Set exercise:
Starting at the line that contains "Find the tree;", quote each line exactly through the last line of the entries, both included.

Material provided:
|---|

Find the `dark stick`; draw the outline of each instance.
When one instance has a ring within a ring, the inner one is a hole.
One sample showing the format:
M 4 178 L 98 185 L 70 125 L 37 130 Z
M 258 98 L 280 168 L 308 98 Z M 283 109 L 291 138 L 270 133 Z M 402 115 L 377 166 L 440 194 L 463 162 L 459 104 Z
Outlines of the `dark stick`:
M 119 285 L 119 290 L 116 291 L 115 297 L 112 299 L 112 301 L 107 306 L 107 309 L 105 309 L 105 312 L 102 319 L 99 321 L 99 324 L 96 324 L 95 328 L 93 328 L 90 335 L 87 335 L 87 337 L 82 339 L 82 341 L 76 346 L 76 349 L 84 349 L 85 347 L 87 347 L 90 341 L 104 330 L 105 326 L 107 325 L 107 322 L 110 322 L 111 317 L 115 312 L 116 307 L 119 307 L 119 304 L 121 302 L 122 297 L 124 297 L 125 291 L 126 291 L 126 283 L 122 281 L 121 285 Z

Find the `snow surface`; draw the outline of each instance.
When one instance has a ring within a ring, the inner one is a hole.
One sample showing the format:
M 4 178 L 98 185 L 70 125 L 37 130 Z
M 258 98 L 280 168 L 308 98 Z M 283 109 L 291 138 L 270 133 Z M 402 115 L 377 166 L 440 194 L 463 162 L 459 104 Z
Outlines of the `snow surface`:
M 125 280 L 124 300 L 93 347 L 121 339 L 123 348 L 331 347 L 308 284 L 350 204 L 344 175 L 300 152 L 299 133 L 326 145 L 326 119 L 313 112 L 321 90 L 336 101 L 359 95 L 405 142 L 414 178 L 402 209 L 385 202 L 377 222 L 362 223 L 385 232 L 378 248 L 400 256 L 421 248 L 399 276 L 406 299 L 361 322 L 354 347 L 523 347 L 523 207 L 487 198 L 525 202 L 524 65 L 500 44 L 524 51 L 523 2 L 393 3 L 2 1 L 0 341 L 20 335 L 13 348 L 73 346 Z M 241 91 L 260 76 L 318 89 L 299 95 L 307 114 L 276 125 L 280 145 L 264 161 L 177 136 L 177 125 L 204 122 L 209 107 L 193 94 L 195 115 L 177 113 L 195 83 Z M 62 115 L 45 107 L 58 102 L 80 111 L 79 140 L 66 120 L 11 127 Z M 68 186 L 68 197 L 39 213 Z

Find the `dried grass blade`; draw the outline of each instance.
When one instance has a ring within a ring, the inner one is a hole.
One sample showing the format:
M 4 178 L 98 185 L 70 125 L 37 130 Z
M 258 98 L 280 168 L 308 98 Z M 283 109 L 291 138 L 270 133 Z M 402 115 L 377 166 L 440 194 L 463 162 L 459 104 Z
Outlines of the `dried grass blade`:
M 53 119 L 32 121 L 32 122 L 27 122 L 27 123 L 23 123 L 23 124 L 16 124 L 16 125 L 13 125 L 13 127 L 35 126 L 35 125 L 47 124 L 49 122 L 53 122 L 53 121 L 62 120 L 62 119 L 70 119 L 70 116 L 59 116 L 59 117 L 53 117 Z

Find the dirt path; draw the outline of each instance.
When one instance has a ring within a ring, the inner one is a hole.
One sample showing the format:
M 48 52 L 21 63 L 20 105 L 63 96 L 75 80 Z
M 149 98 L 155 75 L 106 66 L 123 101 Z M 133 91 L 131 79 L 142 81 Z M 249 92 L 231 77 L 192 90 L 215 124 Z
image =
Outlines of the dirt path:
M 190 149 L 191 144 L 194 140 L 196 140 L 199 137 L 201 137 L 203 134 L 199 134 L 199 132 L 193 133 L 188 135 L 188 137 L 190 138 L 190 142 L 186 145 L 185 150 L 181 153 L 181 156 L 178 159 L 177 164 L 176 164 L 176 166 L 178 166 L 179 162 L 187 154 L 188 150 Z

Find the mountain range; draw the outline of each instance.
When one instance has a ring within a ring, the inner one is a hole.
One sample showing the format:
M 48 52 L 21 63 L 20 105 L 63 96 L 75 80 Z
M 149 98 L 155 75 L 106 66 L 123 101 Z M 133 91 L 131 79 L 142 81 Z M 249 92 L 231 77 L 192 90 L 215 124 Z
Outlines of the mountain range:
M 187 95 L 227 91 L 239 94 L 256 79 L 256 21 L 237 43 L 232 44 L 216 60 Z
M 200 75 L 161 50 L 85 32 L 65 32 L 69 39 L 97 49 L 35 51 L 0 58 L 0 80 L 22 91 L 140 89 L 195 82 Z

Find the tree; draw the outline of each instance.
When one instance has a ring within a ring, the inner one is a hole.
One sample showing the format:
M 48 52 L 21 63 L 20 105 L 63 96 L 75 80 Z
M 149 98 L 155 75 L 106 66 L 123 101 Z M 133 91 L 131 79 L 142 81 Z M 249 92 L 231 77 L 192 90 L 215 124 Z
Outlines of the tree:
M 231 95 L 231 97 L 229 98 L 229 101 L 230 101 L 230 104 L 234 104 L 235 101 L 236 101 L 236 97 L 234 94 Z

|---|

Right answer:
Find the tree; draw the outline of each instance.
When one instance has a ring within a ring, the inner one is a hole.
One sample showing the format:
M 48 52 L 21 63 L 20 105 L 63 96 L 75 80 Z
M 149 98 L 155 75 L 106 66 L 123 101 Z M 133 91 L 131 79 L 142 81 Z M 249 92 L 231 77 L 192 90 L 215 124 Z
Outlines of the tree:
M 231 95 L 231 97 L 229 98 L 229 101 L 230 101 L 230 104 L 234 104 L 235 101 L 236 101 L 236 97 L 234 94 Z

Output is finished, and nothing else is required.